2007-04-02 13:43:59

by Dan Williams

[permalink] [raw]
Subject: SIOCSIWAP behavior question

Should setting a BSSID trigger a disconnection event from the driver?
Obviously a disconnect event shouldn't be triggered if the BSSID being
set is the same BSSID the card is already associated with. Or does that
mean "reassociate unconditionally" ?

But suppose we have two APs in the same ESS with obviously different
BSSIDs. The card automatically associates with one BSSID, but
wpa_supplicant decides it likes the other BSSID and calls SIOCSIWAP to
lock to that one during the association process. Should the driver
issue an IWAP event of 00:00:00:00:00:00 before attempting
re-association with the BSSID that wpa_supplicant wants?

The libertas driver currently does this; it sometimes confuses
wpa_supplicant and is arguably wrong behavior because drivers don't
issue disconnection events when auto-roaming from BSSID to BSSID in the
same ESS.

Conversely, if you have two access points 'linksys' with different
BSSIDs that really _are_ two different ESSs, this would screw up
userspace tools if a disconnect _wasn't_ sent. But in this case
automatic tools have more problems than driver events.

Thoughts? I guess I vote for not sending disconnect events if that
BSSID has the same capabilities and the same SSID as the current
association BSS.

Dan




2007-04-02 16:57:32

by Joerg Mayer

[permalink] [raw]
Subject: Re: SIOCSIWAP behavior question

On Mon, Apr 02, 2007 at 08:54:05AM -0700, Jouni Malinen wrote:
> I would ike to see disconnect event only if the driver/stack notices
> that it cannot complete association and based on this, believes its
> association to the ESS is lost.

What is the recommended way to cause a disconnect / reconnect?

* Written request: Return the entire SIOCSIWAP thread word for word. The rows after this point have nothing to do with the SIOCSIWAP thread.

* Stored data:

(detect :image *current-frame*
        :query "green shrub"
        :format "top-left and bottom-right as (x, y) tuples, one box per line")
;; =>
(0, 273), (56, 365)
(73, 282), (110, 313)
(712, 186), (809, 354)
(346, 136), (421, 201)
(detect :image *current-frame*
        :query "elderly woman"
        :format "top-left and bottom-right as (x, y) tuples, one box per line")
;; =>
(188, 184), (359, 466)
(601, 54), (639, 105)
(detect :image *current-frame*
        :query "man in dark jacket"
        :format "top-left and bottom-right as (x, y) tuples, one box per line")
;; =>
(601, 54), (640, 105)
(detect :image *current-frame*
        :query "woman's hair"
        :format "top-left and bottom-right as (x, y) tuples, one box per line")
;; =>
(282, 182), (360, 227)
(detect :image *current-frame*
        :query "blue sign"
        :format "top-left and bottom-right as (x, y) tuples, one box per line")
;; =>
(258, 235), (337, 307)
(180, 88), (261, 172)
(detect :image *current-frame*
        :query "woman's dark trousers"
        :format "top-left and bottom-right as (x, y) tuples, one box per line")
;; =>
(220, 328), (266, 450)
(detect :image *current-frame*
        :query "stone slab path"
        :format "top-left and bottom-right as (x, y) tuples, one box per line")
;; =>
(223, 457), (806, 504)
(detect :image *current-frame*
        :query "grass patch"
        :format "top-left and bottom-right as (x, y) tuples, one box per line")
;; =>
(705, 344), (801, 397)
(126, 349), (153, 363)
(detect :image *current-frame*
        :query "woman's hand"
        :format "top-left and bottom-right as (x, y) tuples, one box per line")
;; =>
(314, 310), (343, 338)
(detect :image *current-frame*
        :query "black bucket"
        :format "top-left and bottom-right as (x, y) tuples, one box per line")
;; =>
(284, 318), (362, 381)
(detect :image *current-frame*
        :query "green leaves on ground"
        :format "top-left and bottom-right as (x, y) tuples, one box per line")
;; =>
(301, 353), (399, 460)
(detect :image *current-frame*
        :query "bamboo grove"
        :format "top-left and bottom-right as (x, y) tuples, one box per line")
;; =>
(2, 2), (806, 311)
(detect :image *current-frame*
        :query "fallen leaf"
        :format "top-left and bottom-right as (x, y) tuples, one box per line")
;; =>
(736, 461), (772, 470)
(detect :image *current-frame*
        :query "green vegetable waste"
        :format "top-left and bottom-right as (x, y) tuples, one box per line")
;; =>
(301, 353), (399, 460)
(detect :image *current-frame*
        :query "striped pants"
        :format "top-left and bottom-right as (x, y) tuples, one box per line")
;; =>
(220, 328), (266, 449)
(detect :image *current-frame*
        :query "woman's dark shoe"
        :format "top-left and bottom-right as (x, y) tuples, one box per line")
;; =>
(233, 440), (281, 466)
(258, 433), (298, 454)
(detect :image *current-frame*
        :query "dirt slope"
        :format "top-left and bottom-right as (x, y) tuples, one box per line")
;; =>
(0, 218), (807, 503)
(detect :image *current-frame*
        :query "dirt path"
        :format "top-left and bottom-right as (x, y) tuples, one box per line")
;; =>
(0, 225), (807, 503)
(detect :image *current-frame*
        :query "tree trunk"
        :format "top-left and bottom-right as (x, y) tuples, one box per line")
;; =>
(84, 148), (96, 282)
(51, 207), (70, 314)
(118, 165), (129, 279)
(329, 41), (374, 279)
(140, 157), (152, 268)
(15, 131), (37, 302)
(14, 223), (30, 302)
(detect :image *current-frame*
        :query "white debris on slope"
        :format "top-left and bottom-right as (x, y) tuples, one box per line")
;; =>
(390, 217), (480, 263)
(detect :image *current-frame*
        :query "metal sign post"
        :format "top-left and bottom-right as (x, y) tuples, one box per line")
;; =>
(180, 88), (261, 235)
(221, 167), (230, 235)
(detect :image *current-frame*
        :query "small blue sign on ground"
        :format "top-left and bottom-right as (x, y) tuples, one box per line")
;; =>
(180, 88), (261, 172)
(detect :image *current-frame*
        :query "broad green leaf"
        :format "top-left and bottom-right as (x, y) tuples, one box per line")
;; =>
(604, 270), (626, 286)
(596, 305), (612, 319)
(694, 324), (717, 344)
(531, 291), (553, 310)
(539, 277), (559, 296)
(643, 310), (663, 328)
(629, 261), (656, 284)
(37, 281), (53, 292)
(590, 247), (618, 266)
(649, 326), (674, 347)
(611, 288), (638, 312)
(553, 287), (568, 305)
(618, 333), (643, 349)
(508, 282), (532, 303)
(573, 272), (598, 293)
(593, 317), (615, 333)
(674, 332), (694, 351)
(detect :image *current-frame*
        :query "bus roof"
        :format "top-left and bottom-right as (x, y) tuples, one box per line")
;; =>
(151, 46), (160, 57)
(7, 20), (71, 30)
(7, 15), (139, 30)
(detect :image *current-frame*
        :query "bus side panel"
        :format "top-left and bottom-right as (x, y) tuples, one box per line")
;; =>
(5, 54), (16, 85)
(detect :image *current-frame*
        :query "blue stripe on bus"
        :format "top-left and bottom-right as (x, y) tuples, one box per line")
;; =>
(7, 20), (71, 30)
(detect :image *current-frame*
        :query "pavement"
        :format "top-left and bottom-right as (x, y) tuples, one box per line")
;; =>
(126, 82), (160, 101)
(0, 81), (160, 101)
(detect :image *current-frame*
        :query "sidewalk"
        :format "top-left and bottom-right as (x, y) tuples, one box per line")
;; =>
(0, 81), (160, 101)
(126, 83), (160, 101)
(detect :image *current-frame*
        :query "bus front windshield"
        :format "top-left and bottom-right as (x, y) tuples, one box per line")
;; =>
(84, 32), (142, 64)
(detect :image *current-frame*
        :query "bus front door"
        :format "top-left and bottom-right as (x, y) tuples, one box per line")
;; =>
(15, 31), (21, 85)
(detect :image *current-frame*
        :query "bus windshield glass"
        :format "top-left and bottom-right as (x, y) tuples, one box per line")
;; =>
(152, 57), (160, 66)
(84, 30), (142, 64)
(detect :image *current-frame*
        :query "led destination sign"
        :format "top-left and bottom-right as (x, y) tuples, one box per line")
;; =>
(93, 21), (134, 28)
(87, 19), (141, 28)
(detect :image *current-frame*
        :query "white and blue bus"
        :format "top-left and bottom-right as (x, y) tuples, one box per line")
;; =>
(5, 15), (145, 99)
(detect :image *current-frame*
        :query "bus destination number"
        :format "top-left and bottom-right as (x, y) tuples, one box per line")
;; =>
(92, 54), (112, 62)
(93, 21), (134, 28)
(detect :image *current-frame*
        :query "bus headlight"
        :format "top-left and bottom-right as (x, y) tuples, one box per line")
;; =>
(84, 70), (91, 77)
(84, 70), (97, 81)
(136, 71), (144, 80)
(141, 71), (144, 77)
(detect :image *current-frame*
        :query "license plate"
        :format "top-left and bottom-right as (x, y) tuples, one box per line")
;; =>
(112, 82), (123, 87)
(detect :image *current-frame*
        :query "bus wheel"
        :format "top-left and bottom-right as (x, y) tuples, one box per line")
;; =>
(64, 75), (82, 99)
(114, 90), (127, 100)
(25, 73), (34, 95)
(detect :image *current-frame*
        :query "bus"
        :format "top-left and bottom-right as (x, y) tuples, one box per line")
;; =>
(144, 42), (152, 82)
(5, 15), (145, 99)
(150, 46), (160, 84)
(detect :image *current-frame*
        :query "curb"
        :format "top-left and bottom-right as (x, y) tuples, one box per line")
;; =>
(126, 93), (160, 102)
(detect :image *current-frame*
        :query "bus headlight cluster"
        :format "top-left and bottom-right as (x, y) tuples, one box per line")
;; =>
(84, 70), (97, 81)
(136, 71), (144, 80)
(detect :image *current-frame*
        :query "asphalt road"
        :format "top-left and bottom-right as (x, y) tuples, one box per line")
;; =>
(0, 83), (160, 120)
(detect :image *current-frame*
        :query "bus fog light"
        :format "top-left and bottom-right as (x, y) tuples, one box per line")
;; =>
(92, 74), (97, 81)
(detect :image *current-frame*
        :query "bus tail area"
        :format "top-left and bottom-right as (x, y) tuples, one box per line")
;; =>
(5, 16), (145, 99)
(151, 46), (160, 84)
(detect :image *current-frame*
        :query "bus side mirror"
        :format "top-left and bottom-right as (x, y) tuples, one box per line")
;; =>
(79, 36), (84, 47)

* The response:
2007-04-02 13:43:59

by Dan Williams

[permalink] [raw]
Subject: SIOCSIWAP behavior question

Should setting a BSSID trigger a disconnection event from the driver?
Obviously a disconnect event shouldn't be triggered if the BSSID being
set is the same BSSID the card is already associated with. Or does that
mean "reassociate unconditionally" ?

But suppose we have two APs in the same ESS with obviously different
BSSIDs. The card automatically associates with one BSSID, but
wpa_supplicant decides it likes the other BSSID and calls SIOCSIWAP to
lock to that one during the association process. Should the driver
issue an IWAP event of 00:00:00:00:00:00 before attempting
re-association with the BSSID that wpa_supplicant wants?

The libertas driver currently does this; it sometimes confuses
wpa_supplicant and is arguably wrong behavior because drivers don't
issue disconnection events when auto-roaming from BSSID to BSSID in the
same ESS.

Conversely, if you have two access points 'linksys' with different
BSSIDs that really _are_ two different ESSs, this would screw up
userspace tools if a disconnect _wasn't_ sent. But in this case
automatic tools have more problems than driver events.

Thoughts? I guess I vote for not sending disconnect events if that
BSSID has the same capabilities and the same SSID as the current
association BSS.

Dan




2007-04-02 16:57:32

by Joerg Mayer

[permalink] [raw]
Subject: Re: SIOCSIWAP behavior question

On Mon, Apr 02, 2007 at 08:54:05AM -0700, Jouni Malinen wrote:
> I would ike to see disconnect event only if the driver/stack notices
> that it cannot complete association and based on this, believes its
> association to the ESS is lost.

What is the recommended way to cause a disconnect / reconnect?